-- begin Provided material --

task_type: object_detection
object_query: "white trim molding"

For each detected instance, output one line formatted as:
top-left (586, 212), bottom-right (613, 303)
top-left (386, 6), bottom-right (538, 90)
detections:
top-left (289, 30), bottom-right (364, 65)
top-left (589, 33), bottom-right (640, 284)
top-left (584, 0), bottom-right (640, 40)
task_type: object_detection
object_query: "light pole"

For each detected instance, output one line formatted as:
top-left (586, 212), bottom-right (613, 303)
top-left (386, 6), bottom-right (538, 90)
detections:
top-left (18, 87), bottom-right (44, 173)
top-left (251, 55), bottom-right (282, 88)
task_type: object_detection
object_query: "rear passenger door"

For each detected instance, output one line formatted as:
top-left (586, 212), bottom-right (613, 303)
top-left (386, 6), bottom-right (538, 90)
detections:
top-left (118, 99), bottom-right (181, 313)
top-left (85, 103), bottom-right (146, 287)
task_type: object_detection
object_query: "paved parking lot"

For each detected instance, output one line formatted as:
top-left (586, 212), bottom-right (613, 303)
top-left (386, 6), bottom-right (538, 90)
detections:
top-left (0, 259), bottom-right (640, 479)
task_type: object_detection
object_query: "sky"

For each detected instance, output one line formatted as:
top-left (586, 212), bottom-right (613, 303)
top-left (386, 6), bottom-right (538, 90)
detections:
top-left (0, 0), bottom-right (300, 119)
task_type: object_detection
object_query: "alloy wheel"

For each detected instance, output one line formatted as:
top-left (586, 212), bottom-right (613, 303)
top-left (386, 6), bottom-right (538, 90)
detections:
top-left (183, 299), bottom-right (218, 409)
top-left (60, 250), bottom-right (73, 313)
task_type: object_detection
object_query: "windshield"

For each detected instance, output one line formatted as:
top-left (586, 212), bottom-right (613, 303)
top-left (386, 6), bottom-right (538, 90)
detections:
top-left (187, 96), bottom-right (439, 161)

-- end Provided material --

Return all of the items above unchanged, copying every line character for character.

● Completed exercise:
task_type: object_detection
object_query: "white trim molding"

For each detected instance, output one line formatted as:
top-left (586, 212), bottom-right (613, 303)
top-left (386, 6), bottom-right (538, 90)
detections:
top-left (289, 30), bottom-right (364, 65)
top-left (589, 33), bottom-right (640, 284)
top-left (584, 0), bottom-right (640, 40)
task_type: object_detection
object_query: "light pole"

For each detected instance, output one line formatted as:
top-left (586, 212), bottom-right (613, 303)
top-left (386, 6), bottom-right (538, 90)
detections:
top-left (18, 87), bottom-right (44, 173)
top-left (251, 55), bottom-right (282, 88)
task_type: object_detection
object_query: "rear passenger door"

For each detected instance, output one line formatted as:
top-left (586, 212), bottom-right (613, 303)
top-left (386, 6), bottom-right (538, 90)
detections:
top-left (118, 99), bottom-right (181, 313)
top-left (85, 103), bottom-right (146, 287)
task_type: object_detection
object_query: "paved parking lot"

For each detected instance, output one line formatted as:
top-left (586, 212), bottom-right (613, 303)
top-left (386, 6), bottom-right (538, 90)
detections:
top-left (0, 259), bottom-right (640, 479)
task_type: object_detection
object_query: "sky"

For each detected instance, output one line formatted as:
top-left (586, 212), bottom-right (613, 303)
top-left (386, 6), bottom-right (538, 90)
detections:
top-left (0, 0), bottom-right (300, 119)
task_type: object_detection
object_query: "alloy wheel"

For each detected instance, output one line formatted as:
top-left (586, 212), bottom-right (613, 303)
top-left (386, 6), bottom-right (538, 90)
detections:
top-left (183, 299), bottom-right (218, 409)
top-left (60, 250), bottom-right (73, 313)
task_type: object_detection
object_query: "windshield"

For each detected instance, output one line formatted as:
top-left (586, 212), bottom-right (613, 303)
top-left (386, 6), bottom-right (538, 90)
detections:
top-left (187, 96), bottom-right (439, 161)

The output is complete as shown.